#### [WHAT TO WORK ON]
1 – Write out the passage on generative AI at Queen's word for word, starting at "At the same" and ending at "collegial, discipline-inclusive forum.".
2 – Answer these questions from the passage on generative AI at Queen's:
(a) What does the University's guidance ask instructors to determine about generative AI?
(b) Does the writer see value in creating a single, stand-alone AI policy at this juncture?
(c) Which body has convened a Generative AI Community of Practice?

#### [PASSAGE TO READ]
_ _ _ _ _ _ _

Through ongoing work across the University, Queen’s has taken a deliberate stance in this space. Our guidance asks instructors to determine whether and how generative AI may be used in their courses, and to communicate those expectations clearly to students. This is a principled choice. It recognises disciplinary diversity and respects academic freedom.
Some colleagues have raised the possibility of a single, overarching policy. At this juncture, I do not see the value of creating a single, stand-alone AI policy. That decision is intentional. Generative AI raises questions that intersect with our existing academic policies and procedures, rather than sitting neatly in a single policy. This reflects my belief that there is no one-size-fits-all approach to the use or non-use of generative AI. Instead, we must meet this moment with discussion, reflection, and principled re-evaluation of how we support teaching in the pursuit of knowledge.
At the same time, this does not mean instructors are on their own. What I am hearing from colleagues is not a call for rigid rules but for greater clarity about expectations for AI use, how colleagues are redesigning assessments, and how academic integrity processes apply in practice. To begin supporting these conversations, the Centre for Teaching and Learning has convened a Generative AI Community of Practice, where instructors can share their approaches, challenges, and insights in a collegial, discipline-inclusive forum.

_ _ _ _ _ _ _

Records from a data collection:

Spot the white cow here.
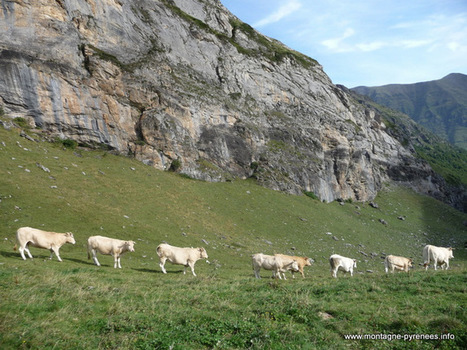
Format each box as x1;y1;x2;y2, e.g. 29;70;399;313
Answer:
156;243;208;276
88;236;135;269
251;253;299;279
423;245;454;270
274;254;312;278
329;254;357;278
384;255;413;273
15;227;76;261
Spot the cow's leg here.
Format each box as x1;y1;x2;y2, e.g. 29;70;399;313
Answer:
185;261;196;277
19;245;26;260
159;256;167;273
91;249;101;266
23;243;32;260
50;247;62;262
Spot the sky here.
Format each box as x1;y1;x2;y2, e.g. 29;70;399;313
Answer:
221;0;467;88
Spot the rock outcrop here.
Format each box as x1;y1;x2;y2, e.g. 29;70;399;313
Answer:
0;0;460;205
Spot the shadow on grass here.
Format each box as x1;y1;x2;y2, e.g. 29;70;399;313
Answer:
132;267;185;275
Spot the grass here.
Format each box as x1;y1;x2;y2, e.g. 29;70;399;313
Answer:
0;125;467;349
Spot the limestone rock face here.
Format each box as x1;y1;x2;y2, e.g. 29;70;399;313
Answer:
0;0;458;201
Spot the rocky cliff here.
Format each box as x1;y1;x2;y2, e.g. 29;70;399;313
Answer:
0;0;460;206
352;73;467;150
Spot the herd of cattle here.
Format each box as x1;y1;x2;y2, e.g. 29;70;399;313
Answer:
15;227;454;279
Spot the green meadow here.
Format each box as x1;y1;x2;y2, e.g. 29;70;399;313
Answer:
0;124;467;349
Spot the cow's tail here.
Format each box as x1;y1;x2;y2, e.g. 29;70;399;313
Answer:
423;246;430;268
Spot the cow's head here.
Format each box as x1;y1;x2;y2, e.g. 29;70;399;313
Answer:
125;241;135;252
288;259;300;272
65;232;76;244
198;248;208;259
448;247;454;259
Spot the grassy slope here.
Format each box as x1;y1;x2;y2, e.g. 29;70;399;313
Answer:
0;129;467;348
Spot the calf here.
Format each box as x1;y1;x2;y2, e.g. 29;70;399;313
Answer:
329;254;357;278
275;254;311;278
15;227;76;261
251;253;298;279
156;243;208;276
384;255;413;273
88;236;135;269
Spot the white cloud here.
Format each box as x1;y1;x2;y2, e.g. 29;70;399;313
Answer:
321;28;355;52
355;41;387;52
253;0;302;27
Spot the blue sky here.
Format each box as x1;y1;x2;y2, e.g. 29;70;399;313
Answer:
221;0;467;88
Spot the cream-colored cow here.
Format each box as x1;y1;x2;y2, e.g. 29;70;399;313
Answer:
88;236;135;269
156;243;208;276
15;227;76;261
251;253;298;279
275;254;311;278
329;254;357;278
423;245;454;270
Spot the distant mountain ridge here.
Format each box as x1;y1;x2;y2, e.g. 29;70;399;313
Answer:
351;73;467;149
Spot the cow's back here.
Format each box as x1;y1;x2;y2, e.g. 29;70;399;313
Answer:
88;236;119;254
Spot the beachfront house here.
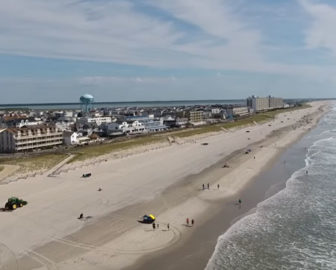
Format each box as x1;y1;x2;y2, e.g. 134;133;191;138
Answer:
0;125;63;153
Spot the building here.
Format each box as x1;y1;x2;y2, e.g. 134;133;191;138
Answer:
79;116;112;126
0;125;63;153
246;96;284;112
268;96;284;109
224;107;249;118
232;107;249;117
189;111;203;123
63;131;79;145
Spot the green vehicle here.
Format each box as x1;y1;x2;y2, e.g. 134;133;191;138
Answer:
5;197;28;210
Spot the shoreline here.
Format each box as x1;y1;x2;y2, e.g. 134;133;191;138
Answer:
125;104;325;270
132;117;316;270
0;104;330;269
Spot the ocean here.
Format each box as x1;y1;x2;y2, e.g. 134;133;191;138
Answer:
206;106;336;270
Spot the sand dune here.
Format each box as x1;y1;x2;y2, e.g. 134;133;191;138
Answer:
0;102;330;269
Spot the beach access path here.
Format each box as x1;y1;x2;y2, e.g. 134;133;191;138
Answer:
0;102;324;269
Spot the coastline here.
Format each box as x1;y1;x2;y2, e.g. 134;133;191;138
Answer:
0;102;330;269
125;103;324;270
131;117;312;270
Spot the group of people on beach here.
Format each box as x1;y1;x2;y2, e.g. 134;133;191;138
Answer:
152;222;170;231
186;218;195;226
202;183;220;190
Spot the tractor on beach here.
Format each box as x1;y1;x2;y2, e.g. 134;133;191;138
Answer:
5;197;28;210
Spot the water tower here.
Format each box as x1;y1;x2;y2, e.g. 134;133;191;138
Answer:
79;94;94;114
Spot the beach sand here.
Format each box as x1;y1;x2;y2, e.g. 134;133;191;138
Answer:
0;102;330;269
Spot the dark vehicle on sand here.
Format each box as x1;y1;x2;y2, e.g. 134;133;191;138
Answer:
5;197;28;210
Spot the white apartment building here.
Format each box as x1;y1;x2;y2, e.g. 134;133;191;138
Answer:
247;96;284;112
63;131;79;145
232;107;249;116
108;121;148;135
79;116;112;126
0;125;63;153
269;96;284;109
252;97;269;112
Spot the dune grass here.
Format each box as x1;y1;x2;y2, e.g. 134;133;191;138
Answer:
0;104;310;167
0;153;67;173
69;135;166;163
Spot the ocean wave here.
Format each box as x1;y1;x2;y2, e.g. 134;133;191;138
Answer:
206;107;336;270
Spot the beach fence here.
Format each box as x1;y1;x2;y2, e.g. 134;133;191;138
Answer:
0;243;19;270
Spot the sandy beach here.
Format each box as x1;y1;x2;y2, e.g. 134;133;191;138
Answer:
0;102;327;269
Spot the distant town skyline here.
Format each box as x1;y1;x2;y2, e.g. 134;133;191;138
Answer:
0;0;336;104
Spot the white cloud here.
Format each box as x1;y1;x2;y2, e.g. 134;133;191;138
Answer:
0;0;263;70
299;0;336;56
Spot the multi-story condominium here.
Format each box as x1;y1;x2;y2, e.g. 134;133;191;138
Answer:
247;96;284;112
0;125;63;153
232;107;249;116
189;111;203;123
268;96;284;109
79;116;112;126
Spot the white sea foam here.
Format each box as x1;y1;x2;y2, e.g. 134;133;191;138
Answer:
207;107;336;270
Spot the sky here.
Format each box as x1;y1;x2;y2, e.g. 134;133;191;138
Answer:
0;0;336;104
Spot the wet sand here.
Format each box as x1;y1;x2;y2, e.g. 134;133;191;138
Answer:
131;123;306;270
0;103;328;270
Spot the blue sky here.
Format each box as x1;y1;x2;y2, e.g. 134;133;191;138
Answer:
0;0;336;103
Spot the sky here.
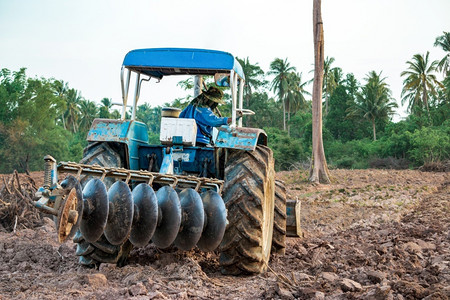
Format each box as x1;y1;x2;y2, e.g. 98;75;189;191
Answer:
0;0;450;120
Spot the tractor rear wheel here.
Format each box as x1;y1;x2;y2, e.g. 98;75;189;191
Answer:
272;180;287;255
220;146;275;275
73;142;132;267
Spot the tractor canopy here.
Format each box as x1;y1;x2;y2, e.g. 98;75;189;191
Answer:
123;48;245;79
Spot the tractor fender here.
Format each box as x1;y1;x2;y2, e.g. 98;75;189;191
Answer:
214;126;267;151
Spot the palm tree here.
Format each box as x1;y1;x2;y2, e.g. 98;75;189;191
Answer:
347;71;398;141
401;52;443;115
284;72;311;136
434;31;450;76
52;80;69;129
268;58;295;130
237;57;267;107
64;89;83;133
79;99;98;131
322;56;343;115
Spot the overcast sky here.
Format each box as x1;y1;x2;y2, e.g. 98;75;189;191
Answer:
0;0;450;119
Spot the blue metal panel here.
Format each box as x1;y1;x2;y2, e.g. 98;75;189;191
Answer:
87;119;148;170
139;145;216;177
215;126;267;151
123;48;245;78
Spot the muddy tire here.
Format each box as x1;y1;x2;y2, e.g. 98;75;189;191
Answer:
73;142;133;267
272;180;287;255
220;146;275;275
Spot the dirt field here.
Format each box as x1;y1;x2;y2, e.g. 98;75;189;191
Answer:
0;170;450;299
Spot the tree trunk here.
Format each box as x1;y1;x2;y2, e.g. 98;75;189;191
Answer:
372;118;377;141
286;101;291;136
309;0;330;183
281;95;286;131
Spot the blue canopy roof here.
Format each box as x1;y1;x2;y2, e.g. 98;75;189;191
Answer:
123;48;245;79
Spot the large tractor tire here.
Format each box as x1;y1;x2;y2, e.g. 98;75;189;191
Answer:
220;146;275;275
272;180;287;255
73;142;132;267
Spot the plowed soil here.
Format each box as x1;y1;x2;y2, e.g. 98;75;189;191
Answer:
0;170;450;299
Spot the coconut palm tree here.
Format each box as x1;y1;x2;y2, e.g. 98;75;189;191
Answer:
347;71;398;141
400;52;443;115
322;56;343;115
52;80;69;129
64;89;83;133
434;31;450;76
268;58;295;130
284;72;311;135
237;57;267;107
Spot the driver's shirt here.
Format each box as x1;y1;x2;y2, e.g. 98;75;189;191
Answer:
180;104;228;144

_ _ _ _ _ _ _

#### [ANSWERS TO EACH TASK]
1 –
At the same time, this does not mean instructors are on their own. What I am hearing from colleagues is not a call for rigid rules but for greater clarity about expectations for AI use, how colleagues are redesigning assessments, and how academic integrity processes apply in practice. To begin supporting these conversations, the Centre for Teaching and Learning has convened a Generative AI Community of Practice, where instructors can share their approaches, challenges, and insights in a collegial, discipline-inclusive forum.

2 –
(a) Whether and how generative AI may be used in their courses.
(b) No.
(c) The Centre for Teaching and Learning.